■ EXERCISE
Lines after the one containing "of the staircase" are to be omitted; print exactly each line from the start of the records up to and including it.
= Beginning of Section =
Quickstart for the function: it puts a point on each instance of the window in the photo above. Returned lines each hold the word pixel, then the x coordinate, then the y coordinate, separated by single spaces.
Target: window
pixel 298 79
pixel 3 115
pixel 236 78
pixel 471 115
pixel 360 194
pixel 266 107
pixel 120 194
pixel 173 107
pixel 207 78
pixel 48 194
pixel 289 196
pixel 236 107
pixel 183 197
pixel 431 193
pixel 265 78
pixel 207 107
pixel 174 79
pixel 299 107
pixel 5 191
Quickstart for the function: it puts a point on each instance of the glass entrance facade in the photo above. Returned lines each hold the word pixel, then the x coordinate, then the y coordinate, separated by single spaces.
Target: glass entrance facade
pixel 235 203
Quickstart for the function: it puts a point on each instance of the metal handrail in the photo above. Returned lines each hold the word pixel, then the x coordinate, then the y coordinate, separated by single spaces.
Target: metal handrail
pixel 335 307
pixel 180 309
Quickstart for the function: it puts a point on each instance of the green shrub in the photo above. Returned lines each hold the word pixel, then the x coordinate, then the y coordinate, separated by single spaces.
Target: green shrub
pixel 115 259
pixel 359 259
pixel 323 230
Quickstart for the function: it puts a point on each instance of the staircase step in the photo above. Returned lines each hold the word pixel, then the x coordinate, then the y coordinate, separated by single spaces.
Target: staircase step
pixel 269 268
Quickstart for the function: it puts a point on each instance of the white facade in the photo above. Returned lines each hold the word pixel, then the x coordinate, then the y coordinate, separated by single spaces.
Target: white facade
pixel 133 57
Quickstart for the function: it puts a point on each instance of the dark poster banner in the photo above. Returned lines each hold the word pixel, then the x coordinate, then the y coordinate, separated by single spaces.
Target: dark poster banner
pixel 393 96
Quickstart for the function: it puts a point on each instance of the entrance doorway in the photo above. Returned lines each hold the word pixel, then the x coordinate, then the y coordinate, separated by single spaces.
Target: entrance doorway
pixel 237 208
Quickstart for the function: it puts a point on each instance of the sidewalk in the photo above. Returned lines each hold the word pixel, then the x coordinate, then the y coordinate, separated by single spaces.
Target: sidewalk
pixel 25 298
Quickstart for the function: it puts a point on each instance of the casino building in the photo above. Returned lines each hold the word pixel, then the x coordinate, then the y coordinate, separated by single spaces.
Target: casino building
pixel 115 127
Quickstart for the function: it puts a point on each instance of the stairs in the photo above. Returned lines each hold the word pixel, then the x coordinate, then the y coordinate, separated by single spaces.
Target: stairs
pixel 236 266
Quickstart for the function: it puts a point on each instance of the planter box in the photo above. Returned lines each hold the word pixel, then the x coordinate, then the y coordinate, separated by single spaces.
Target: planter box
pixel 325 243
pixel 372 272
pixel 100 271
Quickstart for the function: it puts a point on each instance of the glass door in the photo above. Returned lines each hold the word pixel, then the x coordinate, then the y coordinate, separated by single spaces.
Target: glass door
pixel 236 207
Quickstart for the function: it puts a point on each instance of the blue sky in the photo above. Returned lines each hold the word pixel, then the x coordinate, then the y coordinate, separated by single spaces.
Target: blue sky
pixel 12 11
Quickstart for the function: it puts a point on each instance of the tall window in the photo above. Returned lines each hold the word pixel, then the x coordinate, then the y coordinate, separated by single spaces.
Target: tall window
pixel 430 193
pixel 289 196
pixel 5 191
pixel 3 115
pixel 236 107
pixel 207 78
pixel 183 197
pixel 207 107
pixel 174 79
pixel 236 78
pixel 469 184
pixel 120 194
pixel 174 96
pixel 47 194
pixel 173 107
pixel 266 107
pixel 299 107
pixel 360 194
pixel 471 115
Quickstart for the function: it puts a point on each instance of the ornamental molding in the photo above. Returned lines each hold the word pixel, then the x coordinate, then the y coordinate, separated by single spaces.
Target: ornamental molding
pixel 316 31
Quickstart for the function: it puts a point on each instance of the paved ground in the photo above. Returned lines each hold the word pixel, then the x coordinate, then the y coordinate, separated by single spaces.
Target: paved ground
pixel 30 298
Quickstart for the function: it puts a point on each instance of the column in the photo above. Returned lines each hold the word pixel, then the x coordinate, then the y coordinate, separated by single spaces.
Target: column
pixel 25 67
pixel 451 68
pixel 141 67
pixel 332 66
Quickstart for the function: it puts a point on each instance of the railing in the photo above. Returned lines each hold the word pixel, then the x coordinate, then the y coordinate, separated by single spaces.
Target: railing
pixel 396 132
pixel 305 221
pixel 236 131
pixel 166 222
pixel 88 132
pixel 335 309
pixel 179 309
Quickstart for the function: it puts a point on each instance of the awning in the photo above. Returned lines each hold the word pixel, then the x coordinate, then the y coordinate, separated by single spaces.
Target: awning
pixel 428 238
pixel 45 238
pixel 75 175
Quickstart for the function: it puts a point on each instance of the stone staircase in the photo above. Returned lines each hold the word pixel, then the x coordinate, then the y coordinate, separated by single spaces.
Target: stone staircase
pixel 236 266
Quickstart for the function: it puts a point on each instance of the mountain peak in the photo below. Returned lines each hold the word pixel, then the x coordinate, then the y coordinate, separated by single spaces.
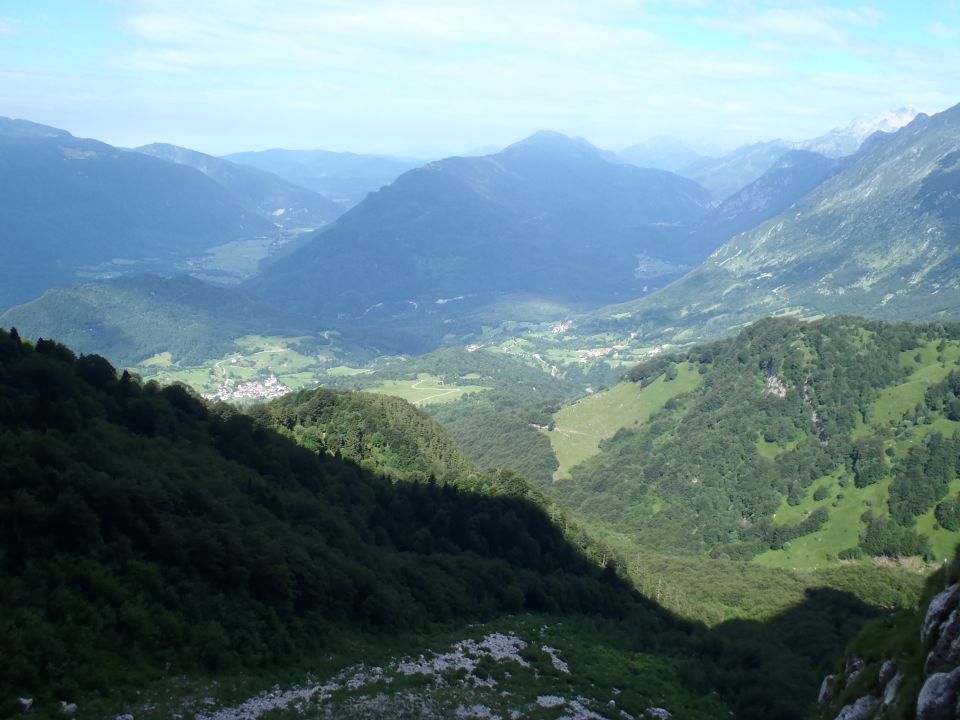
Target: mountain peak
pixel 553 141
pixel 13 127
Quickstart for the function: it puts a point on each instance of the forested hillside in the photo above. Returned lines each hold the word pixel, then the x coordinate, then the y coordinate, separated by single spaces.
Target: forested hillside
pixel 802 444
pixel 879 238
pixel 73 208
pixel 131 319
pixel 143 530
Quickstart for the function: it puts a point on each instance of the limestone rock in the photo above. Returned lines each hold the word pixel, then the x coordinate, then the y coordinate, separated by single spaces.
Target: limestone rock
pixel 861 709
pixel 826 690
pixel 946 651
pixel 939 696
pixel 853 668
pixel 939 610
pixel 887 672
pixel 890 690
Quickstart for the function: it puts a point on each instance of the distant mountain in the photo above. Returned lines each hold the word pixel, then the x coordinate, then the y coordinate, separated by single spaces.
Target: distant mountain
pixel 880 238
pixel 847 140
pixel 799 444
pixel 344 178
pixel 662 153
pixel 549 216
pixel 280 201
pixel 72 208
pixel 129 319
pixel 726 175
pixel 796 173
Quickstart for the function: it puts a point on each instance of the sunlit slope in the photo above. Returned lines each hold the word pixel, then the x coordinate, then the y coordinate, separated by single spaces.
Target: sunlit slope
pixel 878 239
pixel 579 428
pixel 803 445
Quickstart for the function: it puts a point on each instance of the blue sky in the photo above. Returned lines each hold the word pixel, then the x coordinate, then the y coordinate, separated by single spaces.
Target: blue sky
pixel 433 77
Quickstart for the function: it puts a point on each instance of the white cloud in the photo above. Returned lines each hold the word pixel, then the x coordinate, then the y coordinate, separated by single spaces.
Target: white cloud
pixel 946 32
pixel 434 76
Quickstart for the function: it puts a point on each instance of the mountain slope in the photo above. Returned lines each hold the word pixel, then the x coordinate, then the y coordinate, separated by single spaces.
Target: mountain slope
pixel 140 530
pixel 549 216
pixel 164 555
pixel 723 176
pixel 877 239
pixel 132 318
pixel 71 207
pixel 289 206
pixel 796 444
pixel 662 153
pixel 847 140
pixel 345 178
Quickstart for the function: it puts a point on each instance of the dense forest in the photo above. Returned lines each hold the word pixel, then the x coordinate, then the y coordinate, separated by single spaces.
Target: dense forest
pixel 780 407
pixel 143 529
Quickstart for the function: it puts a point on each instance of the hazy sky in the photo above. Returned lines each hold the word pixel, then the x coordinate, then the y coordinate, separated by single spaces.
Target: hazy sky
pixel 434 77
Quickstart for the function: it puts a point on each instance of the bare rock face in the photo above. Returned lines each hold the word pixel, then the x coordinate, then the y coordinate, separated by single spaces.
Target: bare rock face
pixel 939 697
pixel 862 709
pixel 853 668
pixel 939 611
pixel 890 691
pixel 946 651
pixel 887 672
pixel 826 690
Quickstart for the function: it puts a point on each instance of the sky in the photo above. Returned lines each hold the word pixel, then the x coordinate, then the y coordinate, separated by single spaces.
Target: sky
pixel 427 78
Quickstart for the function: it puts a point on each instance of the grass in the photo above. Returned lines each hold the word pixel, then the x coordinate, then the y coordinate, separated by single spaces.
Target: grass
pixel 425 390
pixel 841 531
pixel 240 258
pixel 346 371
pixel 942 542
pixel 581 426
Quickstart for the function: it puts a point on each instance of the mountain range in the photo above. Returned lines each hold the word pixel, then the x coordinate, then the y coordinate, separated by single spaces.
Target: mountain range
pixel 726 174
pixel 343 177
pixel 289 206
pixel 878 238
pixel 549 216
pixel 73 208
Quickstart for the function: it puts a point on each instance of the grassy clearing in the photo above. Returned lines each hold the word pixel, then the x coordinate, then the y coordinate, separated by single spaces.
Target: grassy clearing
pixel 580 427
pixel 942 542
pixel 842 530
pixel 425 390
pixel 240 257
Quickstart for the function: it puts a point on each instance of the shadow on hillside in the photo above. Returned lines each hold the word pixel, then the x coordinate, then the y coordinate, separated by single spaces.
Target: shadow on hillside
pixel 168 531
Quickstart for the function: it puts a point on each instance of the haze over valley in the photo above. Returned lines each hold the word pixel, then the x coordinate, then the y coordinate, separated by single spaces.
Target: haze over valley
pixel 411 360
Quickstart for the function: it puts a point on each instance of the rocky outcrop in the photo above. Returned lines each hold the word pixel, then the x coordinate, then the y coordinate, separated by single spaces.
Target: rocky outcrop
pixel 939 698
pixel 861 709
pixel 939 610
pixel 939 647
pixel 826 690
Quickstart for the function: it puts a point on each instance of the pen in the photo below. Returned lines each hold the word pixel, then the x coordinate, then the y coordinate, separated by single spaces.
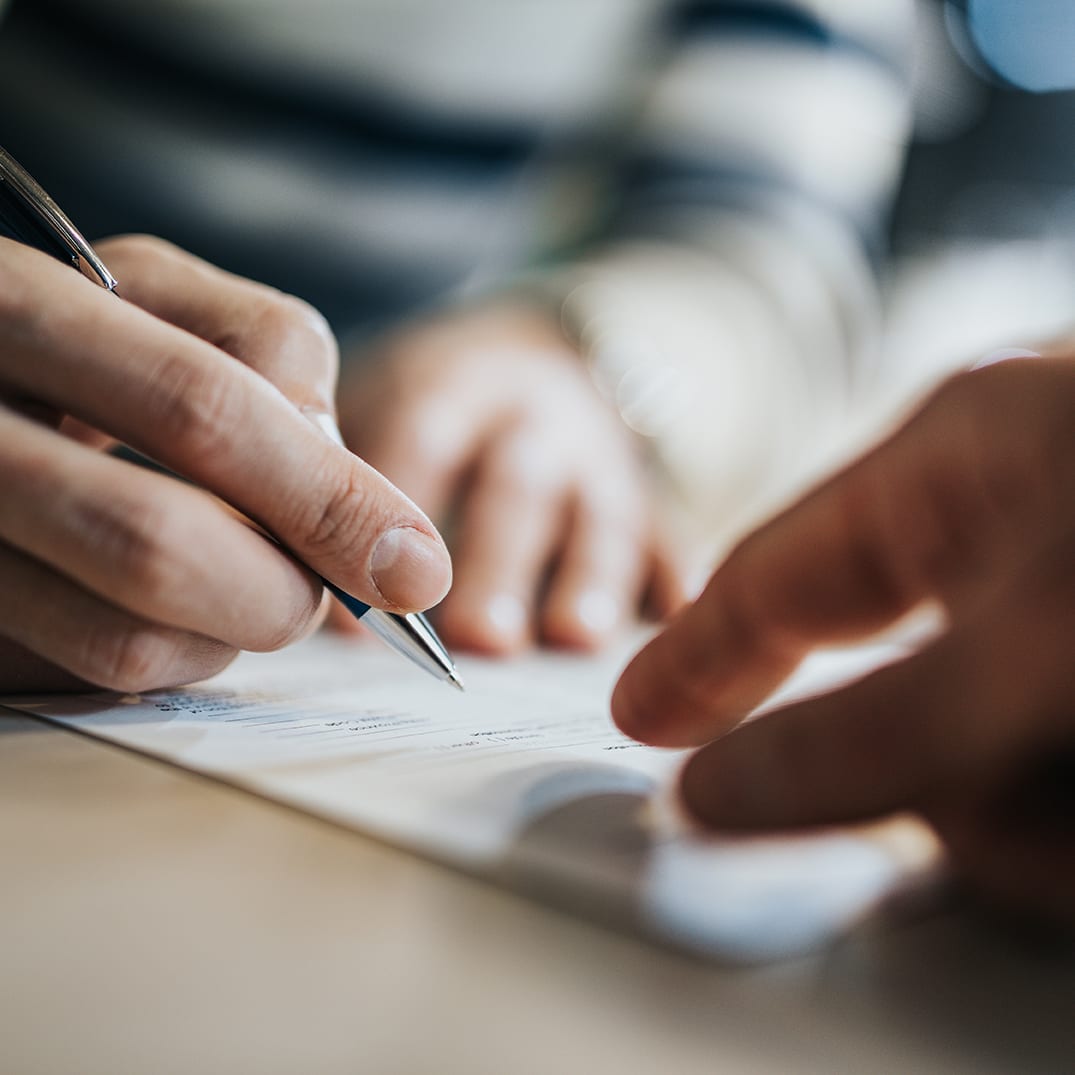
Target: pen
pixel 29 215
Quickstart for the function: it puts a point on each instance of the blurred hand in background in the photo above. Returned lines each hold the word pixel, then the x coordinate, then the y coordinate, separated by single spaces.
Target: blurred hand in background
pixel 487 418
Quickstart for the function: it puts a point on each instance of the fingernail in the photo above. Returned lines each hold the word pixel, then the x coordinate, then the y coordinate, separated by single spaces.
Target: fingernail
pixel 1004 355
pixel 506 614
pixel 326 423
pixel 597 611
pixel 410 569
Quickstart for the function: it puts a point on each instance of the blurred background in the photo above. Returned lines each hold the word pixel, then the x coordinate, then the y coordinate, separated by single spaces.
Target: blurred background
pixel 767 226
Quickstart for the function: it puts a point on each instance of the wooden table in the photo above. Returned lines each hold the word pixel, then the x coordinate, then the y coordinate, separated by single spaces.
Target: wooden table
pixel 153 921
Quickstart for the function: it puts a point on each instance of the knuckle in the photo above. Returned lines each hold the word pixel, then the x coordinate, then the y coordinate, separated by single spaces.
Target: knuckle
pixel 129 658
pixel 131 539
pixel 197 407
pixel 526 464
pixel 332 527
pixel 140 247
pixel 294 326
= End of Section =
■ EXPECTED OUTPUT
Quickstart for the function: it puts a point on each instance of the window in the photo above. Returned lines each hold the word pixel, then the x coordinate, then the y coordinate, separated by single spaces.
Target: window
pixel 298 79
pixel 3 115
pixel 236 78
pixel 471 115
pixel 360 194
pixel 266 107
pixel 120 194
pixel 173 107
pixel 207 78
pixel 48 194
pixel 289 196
pixel 236 107
pixel 183 197
pixel 431 193
pixel 265 78
pixel 207 107
pixel 174 79
pixel 299 107
pixel 5 191
Quickstart for the function: it puts a point on each instance of the glass entrance facade in the photo above. Returned lines each hold the word pixel, then the x coordinate, then the y coordinate, separated by single spaces.
Target: glass entrance facade
pixel 235 203
Quickstart for the function: it puts a point on each instance of the metal handrail in the photo above. Returned lines each hold the word pixel, then the x coordinate, then the y coordinate, separated by single spaces.
Target: metal handrail
pixel 335 307
pixel 180 309
Quickstart for the function: it puts a point on each instance of the green shrub in the photo above. Returned lines each hold the word pixel, then the x coordinate, then the y coordinate, separated by single spaces.
Target: green shrub
pixel 115 259
pixel 359 259
pixel 323 230
Quickstart for the function: it puts a point on each instance of the staircase step in the photo above. Returned lines each hold the word pixel, then the x coordinate, then the y coordinate, separated by single spaces.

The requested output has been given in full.